Instructions for the task:
Answer these questions from the SSTable format page:
1. What is the fixed size of the footer?
2. Which two fields make up a BlockHandle?
3. What encoding is used for the shared field of a data block entry?

--- begin Page text ---

SSTable Format

SSTable (Sorted String Table) is the on-disk storage format for Prism. It stores sorted key-value pairs in an immutable, block-based structure optimized for both sequential scans and random lookups.

File Layout

graph TB subgraph SSTable File DB1[Data Block 1] DB2[Data Block 2] DBN[Data Block N] MB1[Meta Block 1] MBK[Meta Block K] MIB[MetaIndex Block] IB[Index Block] F[Footer - 48 bytes] end DB1 --> DB2 DB2 --> DBN DBN --> MB1 MB1 --> MBK MBK --> MIB MIB --> IB IB --> F style F fill:#FF6B6B,stroke:#333,stroke-width:2px,color:#000 style IB fill:#4ECDC4,stroke:#333,stroke-width:2px,color:#000 style MIB fill:#4ECDC4,stroke:#333,stroke-width:2px,color:#000 style MB1 fill:#95E1D3,stroke:#333,stroke-width:2px,color:#000 style MBK fill:#95E1D3,stroke:#333,stroke-width:2px,color:#000

Structure:

<beginning_of_file>
[data block 1]
[data block 2]
...
[data block N]
[meta block 1]          (optional, e.g., filter block)
...
[meta block K]          (optional, e.g., stats block)
[metaindex block]
[index block]
[footer]                (fixed 48 bytes)
<end_of_file>

BlockHandle

A BlockHandle is a pointer to a block within the file:

struct BlockHandle {
    uint64_t offset;    // varint64: byte offset in file
    uint64_t size;      // varint64: block content size (excludes trailer)
};

Encoding: Two consecutive varint64 values.

Usage:

Index block entries point to data blocks
MetaIndex entries point to meta blocks (e.g., filter)
Footer contains handles for metaindex and index blocks

Data Block Format

Data blocks store sorted key-value pairs with prefix compression.

Block Structure

graph LR subgraph Data Block R1[Record 1 shared=0] R2[Record 2 shared=3] R3[Record 3 shared=5] RN[Record N shared=4] RA[Restart Array 4 bytes each] RC[Restart Count 4 bytes] end R1 --> R2 R2 --> R3 R3 --> RN RN --> RA RA --> RC style R1 fill:#2ECC71,stroke:#333,color:#000 style RA fill:#FF6B6B,stroke:#333,color:#000 style RC fill:#FF6B6B,stroke:#333,color:#000

Entry Encoding

Each key-value entry is encoded as:

Entry := shared       (varint32)    // bytes shared with previous key
       | non_shared   (varint32)    // bytes following shared prefix
       | value_length (varint32)    // length of value
       | key_delta    [non_shared]  // unshared part of key
       | value        [value_length]

Example:

Keys: "apple", "apply", "application"

--- end Page text ---
--- begin Given data ---

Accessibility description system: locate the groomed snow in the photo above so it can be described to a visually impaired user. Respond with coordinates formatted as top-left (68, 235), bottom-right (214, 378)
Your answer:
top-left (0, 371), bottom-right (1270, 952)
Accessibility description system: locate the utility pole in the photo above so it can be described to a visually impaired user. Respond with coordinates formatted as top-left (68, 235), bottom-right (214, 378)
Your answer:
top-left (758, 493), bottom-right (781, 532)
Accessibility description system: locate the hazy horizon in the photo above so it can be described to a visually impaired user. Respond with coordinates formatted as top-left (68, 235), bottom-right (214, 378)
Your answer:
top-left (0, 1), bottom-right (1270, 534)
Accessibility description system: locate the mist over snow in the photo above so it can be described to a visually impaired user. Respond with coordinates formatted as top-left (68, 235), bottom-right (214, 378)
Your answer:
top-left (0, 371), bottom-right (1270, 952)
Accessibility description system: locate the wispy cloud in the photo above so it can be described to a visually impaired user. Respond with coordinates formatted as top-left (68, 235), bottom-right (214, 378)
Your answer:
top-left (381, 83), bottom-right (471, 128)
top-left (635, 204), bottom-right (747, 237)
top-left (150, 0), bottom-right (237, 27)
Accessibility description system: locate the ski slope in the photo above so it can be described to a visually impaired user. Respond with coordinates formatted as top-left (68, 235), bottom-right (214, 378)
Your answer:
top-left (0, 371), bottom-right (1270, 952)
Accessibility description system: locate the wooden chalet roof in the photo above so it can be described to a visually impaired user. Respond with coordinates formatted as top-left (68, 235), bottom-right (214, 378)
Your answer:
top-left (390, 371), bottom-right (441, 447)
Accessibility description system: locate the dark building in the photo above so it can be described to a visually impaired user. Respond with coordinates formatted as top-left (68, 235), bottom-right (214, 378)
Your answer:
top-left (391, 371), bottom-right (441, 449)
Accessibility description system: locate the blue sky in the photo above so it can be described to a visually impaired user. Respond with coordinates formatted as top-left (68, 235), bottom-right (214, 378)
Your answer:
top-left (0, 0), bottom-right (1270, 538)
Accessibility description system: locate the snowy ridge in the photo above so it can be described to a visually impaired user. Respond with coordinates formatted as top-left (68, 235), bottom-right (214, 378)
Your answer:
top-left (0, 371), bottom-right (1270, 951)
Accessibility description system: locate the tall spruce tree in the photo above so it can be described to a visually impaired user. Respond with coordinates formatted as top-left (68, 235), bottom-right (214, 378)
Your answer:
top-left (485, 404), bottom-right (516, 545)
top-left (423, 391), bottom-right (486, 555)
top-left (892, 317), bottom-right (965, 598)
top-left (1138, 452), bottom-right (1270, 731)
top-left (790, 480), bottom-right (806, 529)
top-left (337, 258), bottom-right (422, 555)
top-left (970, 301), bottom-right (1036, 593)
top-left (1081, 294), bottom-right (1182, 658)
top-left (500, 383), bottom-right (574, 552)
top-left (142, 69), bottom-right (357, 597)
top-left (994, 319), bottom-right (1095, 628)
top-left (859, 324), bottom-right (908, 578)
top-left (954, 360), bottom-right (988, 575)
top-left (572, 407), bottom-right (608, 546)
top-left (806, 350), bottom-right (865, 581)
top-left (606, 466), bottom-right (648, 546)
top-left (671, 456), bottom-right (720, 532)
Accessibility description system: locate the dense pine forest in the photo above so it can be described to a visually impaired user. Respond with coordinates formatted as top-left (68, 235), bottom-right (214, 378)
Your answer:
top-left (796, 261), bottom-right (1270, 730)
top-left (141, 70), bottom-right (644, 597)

--- end Given data ---

Output:
1. 48 bytes.
2. offset and size.
3. varint32.